• [Challenge]: Arrange the material below, from its start through the line containing "top-left (1183, 293), bottom-right", as a JSON list of strings with one string per line, blank lines omitted. Leave the pictures out of the answer.

• [Provided data]:
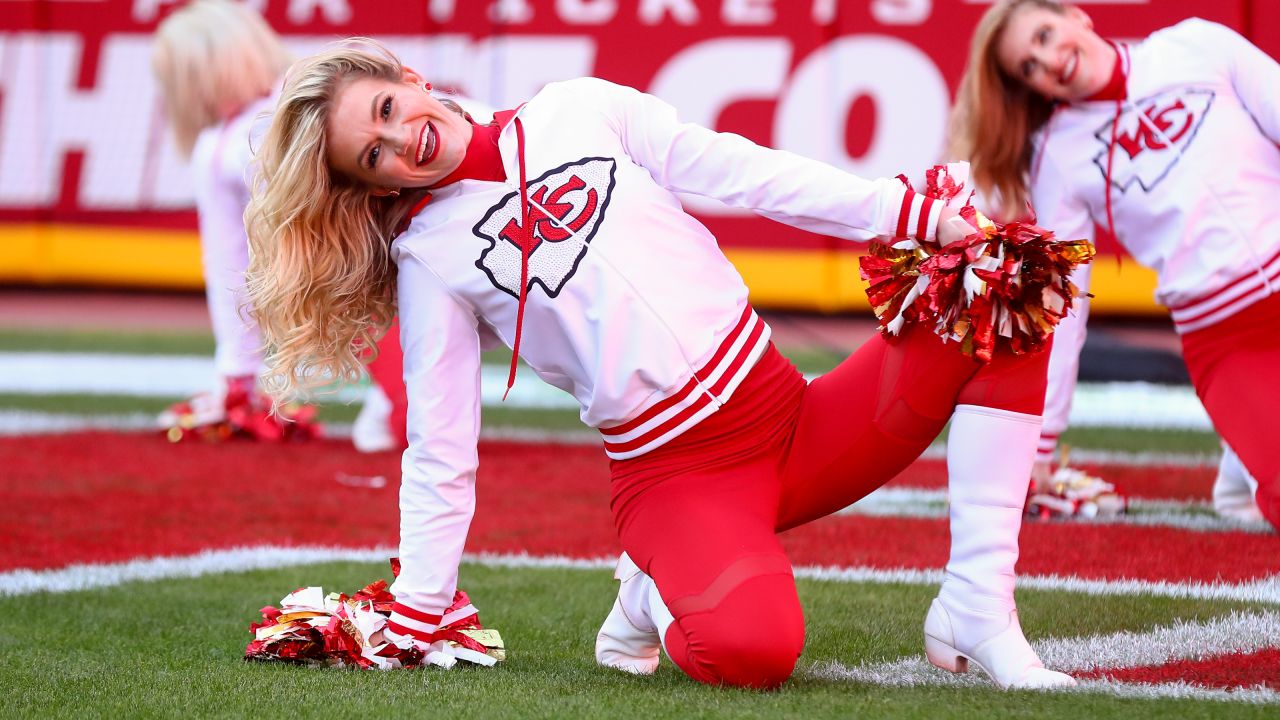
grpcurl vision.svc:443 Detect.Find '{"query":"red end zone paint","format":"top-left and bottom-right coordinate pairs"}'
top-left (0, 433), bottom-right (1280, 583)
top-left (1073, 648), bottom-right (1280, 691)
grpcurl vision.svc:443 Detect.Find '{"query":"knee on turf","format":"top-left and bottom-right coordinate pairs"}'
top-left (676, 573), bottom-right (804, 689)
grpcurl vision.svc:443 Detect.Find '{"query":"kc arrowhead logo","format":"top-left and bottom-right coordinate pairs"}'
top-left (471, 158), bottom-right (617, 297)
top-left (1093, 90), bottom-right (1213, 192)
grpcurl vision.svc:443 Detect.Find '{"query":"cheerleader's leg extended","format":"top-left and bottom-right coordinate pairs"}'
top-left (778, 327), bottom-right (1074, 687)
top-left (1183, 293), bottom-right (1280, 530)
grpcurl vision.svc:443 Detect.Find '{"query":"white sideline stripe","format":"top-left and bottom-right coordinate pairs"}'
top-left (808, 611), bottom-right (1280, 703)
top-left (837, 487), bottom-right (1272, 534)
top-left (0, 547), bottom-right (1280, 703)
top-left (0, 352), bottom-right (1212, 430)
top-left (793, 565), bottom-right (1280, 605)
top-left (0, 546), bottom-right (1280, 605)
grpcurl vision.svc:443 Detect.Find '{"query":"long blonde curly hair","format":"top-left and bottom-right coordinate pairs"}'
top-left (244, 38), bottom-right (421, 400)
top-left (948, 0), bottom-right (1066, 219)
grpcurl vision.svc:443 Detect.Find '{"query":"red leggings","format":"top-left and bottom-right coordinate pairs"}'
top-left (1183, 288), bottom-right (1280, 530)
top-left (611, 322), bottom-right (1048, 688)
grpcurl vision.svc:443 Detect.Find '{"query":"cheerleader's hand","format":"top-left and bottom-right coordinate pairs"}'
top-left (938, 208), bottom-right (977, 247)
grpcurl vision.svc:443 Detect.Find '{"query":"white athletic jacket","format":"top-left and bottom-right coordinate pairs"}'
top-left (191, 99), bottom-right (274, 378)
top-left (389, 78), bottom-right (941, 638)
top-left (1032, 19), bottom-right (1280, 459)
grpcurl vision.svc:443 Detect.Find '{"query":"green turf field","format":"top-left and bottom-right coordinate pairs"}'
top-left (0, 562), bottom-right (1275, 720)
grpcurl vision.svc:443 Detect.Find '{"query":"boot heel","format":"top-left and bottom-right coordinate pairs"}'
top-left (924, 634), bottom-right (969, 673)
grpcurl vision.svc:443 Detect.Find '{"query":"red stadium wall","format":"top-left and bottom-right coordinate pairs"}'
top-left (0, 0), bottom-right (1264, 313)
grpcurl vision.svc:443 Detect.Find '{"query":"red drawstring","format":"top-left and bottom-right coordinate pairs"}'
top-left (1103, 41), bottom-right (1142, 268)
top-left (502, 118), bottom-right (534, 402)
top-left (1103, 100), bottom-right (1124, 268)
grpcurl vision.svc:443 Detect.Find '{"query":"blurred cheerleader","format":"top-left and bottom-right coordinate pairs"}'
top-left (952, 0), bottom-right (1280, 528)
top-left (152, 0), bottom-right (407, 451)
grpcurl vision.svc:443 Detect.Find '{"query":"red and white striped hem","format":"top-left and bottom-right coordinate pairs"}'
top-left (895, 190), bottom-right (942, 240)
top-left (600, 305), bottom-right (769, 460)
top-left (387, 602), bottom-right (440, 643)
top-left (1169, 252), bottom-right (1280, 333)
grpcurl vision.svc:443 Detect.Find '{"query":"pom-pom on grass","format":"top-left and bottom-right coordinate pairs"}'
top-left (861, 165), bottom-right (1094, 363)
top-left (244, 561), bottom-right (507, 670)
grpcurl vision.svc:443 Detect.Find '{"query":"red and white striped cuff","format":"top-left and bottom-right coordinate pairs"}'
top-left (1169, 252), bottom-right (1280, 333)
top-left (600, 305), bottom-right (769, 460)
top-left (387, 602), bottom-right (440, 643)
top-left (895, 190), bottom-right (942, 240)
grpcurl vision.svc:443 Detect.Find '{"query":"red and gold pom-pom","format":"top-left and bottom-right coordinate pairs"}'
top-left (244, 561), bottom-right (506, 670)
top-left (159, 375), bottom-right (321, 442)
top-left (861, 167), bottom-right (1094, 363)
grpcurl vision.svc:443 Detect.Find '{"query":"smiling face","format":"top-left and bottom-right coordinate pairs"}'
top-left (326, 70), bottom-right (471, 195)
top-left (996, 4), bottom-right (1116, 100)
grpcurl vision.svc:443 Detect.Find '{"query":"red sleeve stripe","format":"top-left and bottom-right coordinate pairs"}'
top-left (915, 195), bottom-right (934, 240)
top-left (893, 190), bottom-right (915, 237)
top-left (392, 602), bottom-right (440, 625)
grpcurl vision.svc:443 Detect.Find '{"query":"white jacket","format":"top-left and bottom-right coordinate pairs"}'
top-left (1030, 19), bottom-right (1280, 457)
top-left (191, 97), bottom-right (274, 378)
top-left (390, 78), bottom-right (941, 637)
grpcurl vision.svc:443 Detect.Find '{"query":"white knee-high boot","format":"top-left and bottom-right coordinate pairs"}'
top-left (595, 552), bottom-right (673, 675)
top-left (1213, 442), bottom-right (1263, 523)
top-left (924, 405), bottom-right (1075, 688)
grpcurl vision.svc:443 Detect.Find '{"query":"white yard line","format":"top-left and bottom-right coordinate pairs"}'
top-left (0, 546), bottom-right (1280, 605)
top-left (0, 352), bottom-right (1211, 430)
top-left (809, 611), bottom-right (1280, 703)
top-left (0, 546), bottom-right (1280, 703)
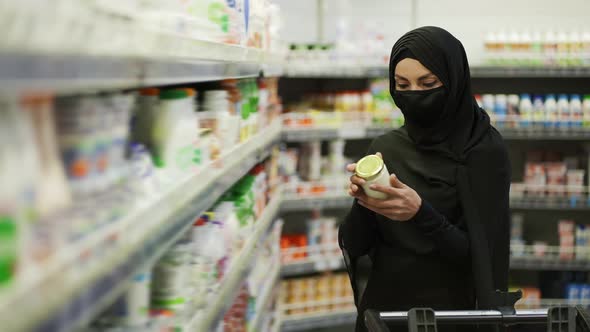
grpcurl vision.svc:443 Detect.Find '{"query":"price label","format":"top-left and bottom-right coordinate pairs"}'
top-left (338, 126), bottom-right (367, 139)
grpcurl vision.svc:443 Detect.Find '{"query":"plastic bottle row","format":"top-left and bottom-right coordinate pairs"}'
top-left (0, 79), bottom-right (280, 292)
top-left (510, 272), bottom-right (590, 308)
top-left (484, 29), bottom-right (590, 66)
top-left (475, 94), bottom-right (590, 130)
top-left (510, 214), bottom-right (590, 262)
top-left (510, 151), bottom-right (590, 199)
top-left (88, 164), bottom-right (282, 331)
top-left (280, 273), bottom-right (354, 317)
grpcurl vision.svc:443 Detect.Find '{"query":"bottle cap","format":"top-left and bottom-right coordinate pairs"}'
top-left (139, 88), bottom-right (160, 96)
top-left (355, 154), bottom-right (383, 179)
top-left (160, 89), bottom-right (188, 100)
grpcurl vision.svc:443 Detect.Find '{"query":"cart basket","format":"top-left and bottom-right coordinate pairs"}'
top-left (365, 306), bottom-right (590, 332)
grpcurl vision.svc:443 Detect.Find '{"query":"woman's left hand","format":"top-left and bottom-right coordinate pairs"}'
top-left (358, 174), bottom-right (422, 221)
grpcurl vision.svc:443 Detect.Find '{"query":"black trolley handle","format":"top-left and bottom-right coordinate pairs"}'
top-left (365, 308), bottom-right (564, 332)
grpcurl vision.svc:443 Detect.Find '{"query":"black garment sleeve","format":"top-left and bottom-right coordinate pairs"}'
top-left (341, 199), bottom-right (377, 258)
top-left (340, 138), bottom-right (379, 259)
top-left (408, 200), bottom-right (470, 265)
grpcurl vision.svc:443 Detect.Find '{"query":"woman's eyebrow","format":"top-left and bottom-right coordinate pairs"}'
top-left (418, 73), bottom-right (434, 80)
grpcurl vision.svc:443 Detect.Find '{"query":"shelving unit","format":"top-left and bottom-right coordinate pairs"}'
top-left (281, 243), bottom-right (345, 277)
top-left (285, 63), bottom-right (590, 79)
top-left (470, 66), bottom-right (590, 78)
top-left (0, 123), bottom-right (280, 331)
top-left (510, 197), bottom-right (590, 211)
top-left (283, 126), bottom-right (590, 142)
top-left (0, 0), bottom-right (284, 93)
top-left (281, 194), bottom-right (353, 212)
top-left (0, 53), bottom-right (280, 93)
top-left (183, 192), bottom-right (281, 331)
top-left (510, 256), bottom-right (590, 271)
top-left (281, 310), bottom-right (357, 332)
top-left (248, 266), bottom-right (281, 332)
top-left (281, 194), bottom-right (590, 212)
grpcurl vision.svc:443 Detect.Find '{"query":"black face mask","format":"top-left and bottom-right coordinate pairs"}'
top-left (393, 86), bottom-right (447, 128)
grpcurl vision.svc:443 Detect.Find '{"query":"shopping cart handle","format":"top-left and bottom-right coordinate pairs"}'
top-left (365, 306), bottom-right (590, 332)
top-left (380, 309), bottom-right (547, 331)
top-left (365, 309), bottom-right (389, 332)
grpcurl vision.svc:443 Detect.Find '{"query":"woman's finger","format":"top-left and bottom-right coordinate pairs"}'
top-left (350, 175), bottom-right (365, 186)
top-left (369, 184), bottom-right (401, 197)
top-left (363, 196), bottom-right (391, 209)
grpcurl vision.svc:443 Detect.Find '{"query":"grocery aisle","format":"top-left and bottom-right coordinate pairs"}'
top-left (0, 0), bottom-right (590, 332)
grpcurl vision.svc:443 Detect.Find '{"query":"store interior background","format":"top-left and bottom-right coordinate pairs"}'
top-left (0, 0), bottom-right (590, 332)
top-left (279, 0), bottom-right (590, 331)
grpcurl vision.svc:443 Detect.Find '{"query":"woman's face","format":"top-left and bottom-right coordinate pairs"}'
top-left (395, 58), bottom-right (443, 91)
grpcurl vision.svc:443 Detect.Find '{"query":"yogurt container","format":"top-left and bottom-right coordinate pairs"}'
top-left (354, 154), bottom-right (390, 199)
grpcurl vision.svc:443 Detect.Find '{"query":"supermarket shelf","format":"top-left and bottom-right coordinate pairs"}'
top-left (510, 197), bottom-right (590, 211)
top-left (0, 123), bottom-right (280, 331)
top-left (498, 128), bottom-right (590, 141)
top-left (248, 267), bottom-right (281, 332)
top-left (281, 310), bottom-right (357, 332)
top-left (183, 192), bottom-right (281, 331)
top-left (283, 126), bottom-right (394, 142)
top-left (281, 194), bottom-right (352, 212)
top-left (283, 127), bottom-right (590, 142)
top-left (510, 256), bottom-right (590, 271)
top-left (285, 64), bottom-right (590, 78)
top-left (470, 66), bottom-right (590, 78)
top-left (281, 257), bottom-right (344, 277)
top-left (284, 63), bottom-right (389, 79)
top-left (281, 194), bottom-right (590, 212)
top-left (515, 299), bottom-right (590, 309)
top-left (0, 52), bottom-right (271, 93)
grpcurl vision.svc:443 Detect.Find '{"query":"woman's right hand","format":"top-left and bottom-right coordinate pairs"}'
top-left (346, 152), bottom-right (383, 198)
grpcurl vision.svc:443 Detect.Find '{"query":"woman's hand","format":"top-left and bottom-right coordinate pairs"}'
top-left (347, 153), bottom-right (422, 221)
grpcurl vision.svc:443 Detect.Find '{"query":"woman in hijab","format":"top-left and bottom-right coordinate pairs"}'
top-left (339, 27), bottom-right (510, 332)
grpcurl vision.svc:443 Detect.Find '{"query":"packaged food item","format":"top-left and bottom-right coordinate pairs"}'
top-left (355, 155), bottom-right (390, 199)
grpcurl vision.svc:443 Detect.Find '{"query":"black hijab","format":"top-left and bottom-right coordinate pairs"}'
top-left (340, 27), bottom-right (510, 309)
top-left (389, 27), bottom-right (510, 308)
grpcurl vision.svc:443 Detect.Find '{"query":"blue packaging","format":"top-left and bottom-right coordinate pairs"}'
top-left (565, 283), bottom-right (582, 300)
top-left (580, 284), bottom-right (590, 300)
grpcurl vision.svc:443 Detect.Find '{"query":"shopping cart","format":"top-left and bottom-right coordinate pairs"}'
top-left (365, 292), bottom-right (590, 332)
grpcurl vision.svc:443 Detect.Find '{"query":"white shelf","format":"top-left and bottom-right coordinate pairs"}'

• [Output below]:
[
  "grpcurl vision.svc:443 Detect.Find '{\"query\":\"red end zone paint\",\"format\":\"top-left and bottom-right coordinate pairs\"}'",
  "top-left (0, 433), bottom-right (1280, 583)",
  "top-left (1073, 648), bottom-right (1280, 691)",
  "grpcurl vision.svc:443 Detect.Find '{\"query\":\"knee on turf\",\"format\":\"top-left and bottom-right coordinate pairs\"}'",
  "top-left (676, 573), bottom-right (804, 689)",
  "grpcurl vision.svc:443 Detect.Find '{\"query\":\"kc arrowhead logo\",\"format\":\"top-left and bottom-right coordinate pairs\"}'",
  "top-left (471, 158), bottom-right (617, 297)",
  "top-left (1093, 90), bottom-right (1213, 192)",
  "grpcurl vision.svc:443 Detect.Find '{\"query\":\"cheerleader's leg extended\",\"format\":\"top-left and bottom-right coordinate pairs\"}'",
  "top-left (778, 327), bottom-right (1074, 687)",
  "top-left (1183, 293), bottom-right (1280, 530)"
]